++++ Entries shown

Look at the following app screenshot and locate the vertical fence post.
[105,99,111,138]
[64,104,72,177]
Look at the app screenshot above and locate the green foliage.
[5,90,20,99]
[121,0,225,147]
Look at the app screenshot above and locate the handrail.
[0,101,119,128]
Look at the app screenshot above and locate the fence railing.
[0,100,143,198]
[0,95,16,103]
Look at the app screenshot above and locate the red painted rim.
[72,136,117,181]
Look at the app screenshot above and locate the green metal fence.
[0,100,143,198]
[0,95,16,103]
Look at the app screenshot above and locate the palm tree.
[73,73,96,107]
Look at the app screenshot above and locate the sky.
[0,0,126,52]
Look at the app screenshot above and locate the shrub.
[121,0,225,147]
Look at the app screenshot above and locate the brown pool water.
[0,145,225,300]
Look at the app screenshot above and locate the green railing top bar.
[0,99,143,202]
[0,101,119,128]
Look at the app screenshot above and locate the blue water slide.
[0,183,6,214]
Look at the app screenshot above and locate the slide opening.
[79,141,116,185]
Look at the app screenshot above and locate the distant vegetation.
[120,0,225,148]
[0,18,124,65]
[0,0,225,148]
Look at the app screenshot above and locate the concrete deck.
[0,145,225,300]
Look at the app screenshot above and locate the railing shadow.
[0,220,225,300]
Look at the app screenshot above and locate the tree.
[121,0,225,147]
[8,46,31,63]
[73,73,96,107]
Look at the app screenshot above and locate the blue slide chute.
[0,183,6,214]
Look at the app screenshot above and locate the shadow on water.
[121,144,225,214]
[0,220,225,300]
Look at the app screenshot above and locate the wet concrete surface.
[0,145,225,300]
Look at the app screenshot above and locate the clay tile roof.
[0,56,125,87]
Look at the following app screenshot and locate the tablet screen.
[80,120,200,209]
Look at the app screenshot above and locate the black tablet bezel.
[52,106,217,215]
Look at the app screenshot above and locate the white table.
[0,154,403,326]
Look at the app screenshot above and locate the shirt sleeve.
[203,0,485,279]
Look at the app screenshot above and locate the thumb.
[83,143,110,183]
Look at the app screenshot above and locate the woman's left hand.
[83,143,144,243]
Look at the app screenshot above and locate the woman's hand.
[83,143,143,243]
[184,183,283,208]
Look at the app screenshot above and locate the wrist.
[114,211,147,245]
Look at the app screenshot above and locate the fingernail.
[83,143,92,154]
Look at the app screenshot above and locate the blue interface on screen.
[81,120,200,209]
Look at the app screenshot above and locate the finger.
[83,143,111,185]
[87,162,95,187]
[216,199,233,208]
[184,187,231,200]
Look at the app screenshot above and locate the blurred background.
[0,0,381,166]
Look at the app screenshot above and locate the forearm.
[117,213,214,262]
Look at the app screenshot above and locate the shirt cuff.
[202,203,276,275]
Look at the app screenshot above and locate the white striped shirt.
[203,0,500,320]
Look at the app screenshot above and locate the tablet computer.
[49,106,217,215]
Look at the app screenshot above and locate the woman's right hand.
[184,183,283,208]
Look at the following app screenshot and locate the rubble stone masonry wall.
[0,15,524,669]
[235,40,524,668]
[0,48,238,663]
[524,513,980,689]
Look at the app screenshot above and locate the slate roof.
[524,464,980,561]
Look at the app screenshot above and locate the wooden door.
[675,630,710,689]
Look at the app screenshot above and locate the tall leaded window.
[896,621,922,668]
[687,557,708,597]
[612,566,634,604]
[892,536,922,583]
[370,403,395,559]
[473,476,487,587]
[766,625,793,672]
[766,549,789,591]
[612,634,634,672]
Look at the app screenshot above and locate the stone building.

++++++++

Reproduce the stretch from the line containing "Look at the app screenshot above and locate the green railing" through the line containing "[79,141,116,185]", substituting "chute" for every occurrence of "slide" and leaving everything else unchanged.

Look at the app screenshot above and locate the green railing top bar.
[0,99,143,202]
[0,101,119,128]
Look at the app screenshot above and locate the blue water chute.
[0,183,6,214]
Look at the app screenshot above and locate the chute opening.
[79,141,116,185]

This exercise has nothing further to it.